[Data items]
● ● ● ● ●
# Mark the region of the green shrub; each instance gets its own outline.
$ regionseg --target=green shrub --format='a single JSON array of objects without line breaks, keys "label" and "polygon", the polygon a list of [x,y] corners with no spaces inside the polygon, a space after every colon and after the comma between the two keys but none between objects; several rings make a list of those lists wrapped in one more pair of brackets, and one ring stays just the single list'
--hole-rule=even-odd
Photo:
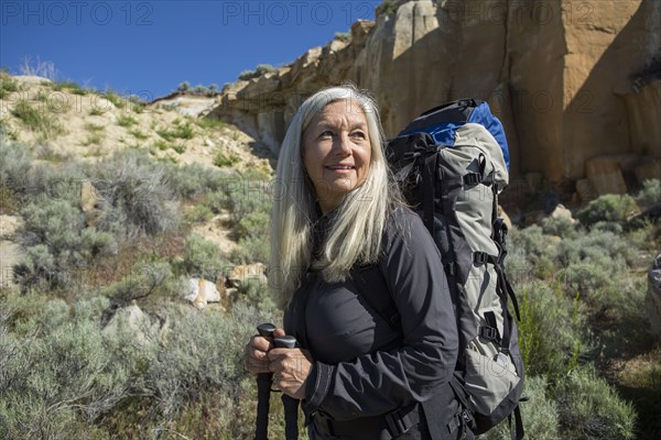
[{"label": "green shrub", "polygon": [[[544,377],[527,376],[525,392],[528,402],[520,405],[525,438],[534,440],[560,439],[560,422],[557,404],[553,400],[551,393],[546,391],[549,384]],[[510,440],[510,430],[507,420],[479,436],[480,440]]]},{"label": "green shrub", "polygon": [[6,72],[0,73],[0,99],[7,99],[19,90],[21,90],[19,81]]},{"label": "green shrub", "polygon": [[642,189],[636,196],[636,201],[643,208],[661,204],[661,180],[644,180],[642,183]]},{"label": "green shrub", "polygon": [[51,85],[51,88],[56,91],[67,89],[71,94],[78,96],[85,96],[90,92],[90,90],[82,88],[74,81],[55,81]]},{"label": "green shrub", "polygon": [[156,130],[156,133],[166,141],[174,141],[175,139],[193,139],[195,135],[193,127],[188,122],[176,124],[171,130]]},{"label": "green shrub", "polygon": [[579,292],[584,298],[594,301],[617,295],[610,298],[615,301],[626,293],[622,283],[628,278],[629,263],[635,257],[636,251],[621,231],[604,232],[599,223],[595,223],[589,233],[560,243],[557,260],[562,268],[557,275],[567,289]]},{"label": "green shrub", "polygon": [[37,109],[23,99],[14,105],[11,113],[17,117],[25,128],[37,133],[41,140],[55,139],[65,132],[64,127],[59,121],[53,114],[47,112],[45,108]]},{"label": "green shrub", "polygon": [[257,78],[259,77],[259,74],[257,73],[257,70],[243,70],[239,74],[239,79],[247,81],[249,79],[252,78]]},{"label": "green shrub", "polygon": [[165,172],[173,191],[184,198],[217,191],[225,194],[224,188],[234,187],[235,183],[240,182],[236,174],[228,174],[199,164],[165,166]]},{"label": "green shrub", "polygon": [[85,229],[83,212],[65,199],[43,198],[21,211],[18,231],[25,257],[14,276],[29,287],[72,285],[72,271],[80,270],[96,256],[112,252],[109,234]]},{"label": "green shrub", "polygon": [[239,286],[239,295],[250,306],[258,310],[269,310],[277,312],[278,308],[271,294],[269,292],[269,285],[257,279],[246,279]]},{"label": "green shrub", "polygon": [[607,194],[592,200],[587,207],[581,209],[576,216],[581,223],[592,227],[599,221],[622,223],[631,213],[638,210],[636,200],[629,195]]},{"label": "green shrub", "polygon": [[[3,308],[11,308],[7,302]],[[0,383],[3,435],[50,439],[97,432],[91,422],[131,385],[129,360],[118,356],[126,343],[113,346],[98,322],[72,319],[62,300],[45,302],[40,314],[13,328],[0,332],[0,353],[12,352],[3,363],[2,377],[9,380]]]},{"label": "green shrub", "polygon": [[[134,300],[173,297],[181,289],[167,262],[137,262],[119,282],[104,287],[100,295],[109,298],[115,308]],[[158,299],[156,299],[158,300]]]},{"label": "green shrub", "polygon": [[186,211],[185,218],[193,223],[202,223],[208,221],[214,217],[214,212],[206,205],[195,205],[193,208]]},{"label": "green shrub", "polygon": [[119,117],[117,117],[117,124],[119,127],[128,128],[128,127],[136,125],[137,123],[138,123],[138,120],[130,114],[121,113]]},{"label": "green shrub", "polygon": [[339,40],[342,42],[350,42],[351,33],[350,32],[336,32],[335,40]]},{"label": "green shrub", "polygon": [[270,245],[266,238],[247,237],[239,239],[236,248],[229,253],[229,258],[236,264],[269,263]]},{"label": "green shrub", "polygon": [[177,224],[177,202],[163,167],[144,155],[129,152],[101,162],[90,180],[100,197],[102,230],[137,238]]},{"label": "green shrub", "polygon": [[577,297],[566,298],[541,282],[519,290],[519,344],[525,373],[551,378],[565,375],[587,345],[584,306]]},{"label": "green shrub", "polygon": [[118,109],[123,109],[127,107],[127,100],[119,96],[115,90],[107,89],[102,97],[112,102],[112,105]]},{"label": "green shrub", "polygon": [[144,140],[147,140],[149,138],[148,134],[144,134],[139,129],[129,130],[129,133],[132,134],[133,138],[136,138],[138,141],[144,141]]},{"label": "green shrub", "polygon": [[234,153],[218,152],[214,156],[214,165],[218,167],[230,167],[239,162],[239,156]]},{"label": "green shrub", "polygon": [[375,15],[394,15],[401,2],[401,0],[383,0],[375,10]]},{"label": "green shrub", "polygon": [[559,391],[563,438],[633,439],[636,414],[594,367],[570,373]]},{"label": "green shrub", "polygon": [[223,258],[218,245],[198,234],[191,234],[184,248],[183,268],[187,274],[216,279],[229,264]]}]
● ● ● ● ●
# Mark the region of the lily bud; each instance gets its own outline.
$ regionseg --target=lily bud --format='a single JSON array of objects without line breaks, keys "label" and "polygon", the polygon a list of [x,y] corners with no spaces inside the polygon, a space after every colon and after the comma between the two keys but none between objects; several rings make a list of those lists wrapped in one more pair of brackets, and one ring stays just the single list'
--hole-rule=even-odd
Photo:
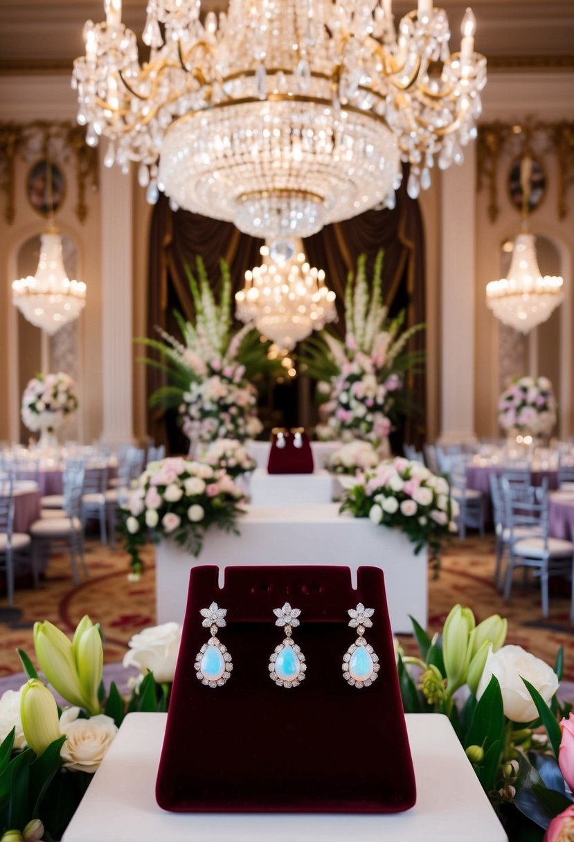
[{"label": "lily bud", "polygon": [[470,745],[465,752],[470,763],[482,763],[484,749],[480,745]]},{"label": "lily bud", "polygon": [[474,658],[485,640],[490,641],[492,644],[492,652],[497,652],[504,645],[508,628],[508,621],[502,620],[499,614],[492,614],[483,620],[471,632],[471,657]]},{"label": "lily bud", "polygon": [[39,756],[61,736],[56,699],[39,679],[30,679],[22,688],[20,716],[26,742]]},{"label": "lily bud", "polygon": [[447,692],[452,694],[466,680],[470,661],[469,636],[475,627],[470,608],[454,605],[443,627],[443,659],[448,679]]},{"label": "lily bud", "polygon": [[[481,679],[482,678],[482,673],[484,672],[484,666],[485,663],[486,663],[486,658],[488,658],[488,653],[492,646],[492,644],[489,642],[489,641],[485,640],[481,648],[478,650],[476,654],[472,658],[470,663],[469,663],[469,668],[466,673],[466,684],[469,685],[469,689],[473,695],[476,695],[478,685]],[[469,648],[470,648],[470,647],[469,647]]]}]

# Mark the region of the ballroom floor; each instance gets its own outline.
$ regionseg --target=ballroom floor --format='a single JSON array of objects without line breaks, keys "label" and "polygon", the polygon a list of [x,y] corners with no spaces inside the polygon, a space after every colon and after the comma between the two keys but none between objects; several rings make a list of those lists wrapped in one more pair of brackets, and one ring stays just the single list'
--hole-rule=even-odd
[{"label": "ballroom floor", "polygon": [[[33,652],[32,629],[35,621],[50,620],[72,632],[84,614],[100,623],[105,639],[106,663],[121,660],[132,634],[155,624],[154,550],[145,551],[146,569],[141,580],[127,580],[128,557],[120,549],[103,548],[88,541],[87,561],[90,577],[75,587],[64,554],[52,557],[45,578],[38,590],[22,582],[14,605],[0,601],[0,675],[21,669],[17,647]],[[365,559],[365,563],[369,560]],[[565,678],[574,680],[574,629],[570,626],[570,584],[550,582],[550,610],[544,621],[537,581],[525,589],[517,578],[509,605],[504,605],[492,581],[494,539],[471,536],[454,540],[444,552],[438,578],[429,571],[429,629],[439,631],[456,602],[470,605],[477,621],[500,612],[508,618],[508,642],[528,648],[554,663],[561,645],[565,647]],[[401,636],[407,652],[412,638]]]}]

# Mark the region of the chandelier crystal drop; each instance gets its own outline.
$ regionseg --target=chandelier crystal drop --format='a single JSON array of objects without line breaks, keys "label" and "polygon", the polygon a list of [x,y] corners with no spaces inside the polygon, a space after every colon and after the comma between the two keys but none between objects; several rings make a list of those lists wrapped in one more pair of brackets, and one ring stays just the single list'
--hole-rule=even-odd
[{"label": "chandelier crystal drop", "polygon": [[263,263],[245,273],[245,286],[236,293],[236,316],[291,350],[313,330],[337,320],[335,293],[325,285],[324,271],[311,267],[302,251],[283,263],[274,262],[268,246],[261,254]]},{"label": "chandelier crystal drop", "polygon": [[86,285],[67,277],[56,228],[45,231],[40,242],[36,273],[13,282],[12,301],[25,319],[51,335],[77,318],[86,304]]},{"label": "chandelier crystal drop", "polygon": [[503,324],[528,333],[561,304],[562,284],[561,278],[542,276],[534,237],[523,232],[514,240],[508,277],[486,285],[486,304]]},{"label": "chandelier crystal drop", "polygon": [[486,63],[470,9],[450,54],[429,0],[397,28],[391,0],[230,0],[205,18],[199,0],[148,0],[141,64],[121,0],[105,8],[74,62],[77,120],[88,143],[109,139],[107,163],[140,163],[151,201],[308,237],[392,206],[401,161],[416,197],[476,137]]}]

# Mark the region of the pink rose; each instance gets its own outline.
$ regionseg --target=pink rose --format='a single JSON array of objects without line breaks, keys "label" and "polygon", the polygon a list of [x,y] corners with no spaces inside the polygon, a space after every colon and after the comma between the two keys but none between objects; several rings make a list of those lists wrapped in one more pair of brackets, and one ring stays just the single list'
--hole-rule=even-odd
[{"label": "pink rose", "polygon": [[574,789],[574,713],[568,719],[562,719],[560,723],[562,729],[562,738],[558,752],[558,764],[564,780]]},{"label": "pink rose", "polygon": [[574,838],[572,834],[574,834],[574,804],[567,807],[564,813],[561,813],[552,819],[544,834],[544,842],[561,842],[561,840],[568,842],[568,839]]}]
● ● ● ● ●
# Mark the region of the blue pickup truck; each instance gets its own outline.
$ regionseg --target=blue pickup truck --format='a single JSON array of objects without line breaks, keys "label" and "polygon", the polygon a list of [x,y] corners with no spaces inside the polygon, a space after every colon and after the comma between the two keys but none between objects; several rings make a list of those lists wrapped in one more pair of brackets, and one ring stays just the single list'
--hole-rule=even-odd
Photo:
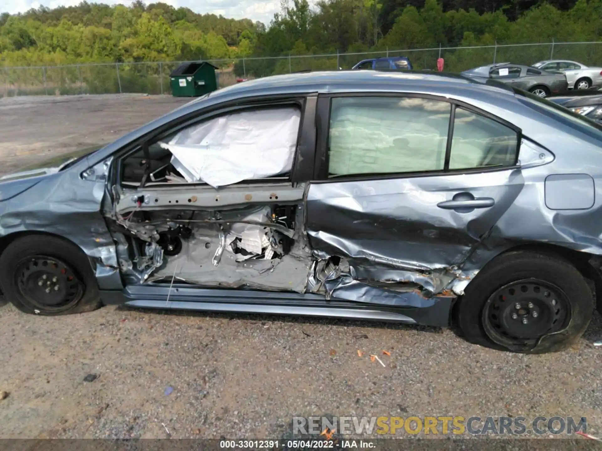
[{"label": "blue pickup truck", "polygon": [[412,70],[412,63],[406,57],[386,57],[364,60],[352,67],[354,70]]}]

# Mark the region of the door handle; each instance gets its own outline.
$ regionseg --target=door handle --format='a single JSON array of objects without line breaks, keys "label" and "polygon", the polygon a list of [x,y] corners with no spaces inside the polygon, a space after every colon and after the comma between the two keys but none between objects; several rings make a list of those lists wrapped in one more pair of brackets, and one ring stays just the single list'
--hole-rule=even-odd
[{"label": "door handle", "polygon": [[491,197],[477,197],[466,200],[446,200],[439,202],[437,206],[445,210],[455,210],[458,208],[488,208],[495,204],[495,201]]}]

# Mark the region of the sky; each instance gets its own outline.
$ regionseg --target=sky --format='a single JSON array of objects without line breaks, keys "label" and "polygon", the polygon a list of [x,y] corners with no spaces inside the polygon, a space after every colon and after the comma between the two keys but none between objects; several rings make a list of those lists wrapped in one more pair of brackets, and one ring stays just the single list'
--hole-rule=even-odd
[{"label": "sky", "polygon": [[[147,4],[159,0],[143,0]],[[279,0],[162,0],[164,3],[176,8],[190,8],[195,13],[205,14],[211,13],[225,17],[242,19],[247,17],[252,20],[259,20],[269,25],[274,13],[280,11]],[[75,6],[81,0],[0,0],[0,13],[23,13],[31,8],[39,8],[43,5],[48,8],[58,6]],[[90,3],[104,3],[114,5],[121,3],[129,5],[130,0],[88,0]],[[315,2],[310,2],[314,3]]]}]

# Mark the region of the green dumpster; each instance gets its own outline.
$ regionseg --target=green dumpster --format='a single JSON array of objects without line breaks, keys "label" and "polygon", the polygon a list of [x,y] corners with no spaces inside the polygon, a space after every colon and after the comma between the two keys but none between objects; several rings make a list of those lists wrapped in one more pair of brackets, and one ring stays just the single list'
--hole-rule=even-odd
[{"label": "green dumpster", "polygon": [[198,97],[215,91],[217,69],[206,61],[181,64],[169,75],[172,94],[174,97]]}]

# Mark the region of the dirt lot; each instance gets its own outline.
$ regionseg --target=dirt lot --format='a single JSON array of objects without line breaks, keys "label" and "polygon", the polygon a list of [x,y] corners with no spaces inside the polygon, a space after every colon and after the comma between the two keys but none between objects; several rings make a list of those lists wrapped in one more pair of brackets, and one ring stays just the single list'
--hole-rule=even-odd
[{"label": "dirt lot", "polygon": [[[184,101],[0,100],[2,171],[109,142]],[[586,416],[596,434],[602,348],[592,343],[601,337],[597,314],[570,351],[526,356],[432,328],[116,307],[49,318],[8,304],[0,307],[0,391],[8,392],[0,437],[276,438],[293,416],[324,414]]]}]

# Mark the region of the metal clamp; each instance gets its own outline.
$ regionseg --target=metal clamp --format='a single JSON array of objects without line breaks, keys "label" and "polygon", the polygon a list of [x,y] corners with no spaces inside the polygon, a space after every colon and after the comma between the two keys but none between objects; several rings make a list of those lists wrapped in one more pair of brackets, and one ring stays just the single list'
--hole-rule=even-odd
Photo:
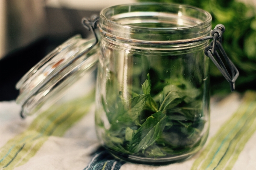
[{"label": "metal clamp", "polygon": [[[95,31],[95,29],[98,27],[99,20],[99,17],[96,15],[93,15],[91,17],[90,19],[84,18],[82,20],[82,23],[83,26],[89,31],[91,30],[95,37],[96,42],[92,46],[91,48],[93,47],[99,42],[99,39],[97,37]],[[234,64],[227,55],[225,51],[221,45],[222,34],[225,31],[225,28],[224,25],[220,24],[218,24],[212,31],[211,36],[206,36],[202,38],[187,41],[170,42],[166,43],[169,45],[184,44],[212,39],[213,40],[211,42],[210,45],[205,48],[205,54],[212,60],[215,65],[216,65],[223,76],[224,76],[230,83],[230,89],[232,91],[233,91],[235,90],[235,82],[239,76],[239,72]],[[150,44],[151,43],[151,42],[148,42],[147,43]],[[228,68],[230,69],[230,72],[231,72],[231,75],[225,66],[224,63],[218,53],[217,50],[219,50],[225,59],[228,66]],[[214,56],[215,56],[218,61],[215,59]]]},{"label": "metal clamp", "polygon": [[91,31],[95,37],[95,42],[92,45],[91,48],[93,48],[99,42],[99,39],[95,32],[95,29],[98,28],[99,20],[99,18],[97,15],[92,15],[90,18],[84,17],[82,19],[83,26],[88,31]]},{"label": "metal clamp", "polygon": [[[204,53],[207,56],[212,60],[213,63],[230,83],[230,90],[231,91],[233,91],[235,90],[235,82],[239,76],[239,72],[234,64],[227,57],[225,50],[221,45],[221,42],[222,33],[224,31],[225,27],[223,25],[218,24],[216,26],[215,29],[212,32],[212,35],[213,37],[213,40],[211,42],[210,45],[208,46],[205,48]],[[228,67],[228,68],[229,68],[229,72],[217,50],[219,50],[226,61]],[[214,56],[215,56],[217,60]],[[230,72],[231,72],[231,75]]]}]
● ● ● ● ●
### THE PROBLEM
Recast the lines from the one containing "# Mark the region of the green shrub;" through the one containing "regionseg --target=green shrub", both included, as a JSON list of strings with one string per line and no blank lines.

### CORRECT OUTPUT
[
  "# Mark the region of the green shrub; each instance gets its own outline.",
  "$ regionseg --target=green shrub --format='a single JSON array of objects without line breaks, keys \"label\" and \"polygon\", the polygon a list of [x,y] corners with no spaces inside the polygon, a space after every colon and after the comma between the two keys but none between objects; several rings make a list of those lists wrapped in one more pair of brackets, and one ring stays just the single list'"
]